TASK INSTRUCTIONS:
Rewrite the material from the line containing "target | soccer ball" through the end, replacing "jersey" with "shirt" and leaving all else unchanged.

══════

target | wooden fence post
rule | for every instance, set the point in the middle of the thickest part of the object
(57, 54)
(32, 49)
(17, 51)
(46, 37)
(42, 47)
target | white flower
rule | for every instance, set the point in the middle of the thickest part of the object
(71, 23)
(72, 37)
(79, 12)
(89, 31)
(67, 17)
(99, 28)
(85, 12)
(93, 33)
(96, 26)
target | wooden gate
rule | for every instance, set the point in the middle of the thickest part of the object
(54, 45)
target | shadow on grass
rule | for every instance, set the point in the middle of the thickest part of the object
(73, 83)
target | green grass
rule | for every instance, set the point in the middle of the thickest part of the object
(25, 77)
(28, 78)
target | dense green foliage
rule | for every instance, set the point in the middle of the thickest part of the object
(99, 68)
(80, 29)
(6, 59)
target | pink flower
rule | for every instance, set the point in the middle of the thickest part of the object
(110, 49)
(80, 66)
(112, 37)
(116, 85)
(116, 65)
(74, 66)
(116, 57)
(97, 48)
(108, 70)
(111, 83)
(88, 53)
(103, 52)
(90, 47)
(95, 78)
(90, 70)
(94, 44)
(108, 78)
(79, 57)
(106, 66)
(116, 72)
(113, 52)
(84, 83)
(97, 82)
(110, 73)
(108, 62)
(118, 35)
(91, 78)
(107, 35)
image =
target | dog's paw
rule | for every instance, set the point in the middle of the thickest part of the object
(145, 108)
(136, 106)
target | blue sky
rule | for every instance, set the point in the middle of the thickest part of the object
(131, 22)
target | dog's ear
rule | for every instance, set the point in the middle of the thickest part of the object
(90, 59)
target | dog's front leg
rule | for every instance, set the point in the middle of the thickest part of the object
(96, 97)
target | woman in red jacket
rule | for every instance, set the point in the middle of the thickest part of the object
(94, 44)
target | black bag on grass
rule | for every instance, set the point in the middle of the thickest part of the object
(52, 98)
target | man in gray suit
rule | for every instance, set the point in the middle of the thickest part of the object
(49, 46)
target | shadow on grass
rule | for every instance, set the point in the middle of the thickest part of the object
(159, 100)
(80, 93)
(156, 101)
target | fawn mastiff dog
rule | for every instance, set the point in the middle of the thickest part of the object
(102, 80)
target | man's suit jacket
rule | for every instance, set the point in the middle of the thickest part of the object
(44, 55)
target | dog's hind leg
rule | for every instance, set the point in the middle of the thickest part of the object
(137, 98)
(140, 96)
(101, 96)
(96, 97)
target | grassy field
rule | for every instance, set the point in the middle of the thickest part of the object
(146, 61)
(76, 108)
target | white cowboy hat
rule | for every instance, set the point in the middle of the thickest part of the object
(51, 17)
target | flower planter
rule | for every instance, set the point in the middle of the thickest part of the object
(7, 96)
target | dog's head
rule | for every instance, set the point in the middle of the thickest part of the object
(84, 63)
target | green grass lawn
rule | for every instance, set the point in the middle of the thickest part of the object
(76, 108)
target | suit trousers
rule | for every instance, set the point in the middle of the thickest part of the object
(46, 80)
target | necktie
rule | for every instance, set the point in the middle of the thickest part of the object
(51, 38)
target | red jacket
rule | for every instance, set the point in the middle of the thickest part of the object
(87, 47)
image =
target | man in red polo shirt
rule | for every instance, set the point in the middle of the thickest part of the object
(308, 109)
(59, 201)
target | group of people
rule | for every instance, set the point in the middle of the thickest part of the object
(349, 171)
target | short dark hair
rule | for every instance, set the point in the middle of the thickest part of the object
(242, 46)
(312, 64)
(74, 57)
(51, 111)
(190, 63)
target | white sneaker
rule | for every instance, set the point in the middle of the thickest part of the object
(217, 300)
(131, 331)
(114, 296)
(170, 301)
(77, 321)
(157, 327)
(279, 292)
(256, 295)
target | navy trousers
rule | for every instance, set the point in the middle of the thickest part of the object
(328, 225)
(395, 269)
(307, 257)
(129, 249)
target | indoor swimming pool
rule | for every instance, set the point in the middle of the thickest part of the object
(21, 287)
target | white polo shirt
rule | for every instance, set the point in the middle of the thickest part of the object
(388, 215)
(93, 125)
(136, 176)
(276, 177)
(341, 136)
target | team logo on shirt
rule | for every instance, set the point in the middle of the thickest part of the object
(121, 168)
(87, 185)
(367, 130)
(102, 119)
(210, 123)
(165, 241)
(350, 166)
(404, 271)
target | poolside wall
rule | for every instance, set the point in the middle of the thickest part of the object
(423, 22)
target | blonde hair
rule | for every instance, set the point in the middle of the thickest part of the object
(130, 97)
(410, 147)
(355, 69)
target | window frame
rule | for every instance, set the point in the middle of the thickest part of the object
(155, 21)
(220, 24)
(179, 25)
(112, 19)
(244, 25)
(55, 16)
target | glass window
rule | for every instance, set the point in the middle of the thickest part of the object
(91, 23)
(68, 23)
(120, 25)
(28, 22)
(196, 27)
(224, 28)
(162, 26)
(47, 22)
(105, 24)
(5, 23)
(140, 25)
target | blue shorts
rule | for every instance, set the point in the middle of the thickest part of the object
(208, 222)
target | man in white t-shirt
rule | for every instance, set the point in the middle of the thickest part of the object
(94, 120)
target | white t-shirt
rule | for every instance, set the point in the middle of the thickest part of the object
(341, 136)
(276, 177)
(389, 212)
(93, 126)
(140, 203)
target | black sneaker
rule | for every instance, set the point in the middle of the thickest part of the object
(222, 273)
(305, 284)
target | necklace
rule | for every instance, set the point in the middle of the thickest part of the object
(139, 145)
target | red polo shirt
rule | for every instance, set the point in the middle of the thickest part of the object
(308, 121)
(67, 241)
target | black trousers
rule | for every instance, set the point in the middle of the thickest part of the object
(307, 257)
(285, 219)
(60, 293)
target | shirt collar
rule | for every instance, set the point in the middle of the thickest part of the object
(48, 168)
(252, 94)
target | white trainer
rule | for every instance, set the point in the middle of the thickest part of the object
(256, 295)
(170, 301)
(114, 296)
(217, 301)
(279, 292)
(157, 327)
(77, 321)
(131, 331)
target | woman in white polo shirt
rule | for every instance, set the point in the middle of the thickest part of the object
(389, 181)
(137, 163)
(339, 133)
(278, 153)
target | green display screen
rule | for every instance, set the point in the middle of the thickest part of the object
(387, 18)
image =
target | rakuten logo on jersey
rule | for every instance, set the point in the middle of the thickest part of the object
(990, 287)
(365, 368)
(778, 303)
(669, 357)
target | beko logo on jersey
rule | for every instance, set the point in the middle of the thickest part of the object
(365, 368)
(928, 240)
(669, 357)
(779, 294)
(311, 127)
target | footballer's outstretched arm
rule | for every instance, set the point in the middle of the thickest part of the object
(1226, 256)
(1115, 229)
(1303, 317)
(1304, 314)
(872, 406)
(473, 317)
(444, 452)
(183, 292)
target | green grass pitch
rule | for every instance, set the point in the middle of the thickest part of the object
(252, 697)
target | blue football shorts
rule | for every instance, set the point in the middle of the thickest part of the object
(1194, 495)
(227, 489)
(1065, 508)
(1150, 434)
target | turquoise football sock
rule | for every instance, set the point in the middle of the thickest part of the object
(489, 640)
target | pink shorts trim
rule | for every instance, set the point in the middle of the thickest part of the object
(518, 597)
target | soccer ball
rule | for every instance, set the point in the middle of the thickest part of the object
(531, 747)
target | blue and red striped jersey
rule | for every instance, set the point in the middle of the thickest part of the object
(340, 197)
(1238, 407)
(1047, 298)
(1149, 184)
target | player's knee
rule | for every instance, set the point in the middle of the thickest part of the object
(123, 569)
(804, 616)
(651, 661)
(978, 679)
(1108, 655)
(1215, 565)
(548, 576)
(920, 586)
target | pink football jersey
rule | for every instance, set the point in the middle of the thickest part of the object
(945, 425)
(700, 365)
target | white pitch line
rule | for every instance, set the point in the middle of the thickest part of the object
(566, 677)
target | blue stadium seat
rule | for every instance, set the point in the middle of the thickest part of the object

══════

REPLY TO THE TASK:
target | soccer ball
rule | for every instance, set the point in the middle of the thickest part of the object
(531, 747)
target | blue and red striped shirt
rule | for every instance, set the point in the middle of the thickest part of the object
(340, 197)
(1238, 407)
(1047, 298)
(1149, 184)
target | player's knee
rule | for every instance, set the point in the middle of the thickest part of the object
(123, 569)
(804, 616)
(651, 661)
(978, 679)
(1108, 655)
(1215, 565)
(548, 576)
(920, 586)
target | pink football shirt
rule | for every instance, set the point in the middle of the thickest part of the object
(945, 425)
(700, 365)
target | white pitch line
rule | for every instance, set the point in the middle of the thickest part of the object
(566, 677)
target | blue stadium seat
rule | for every instance, set the point in the middle of the thickest part of the object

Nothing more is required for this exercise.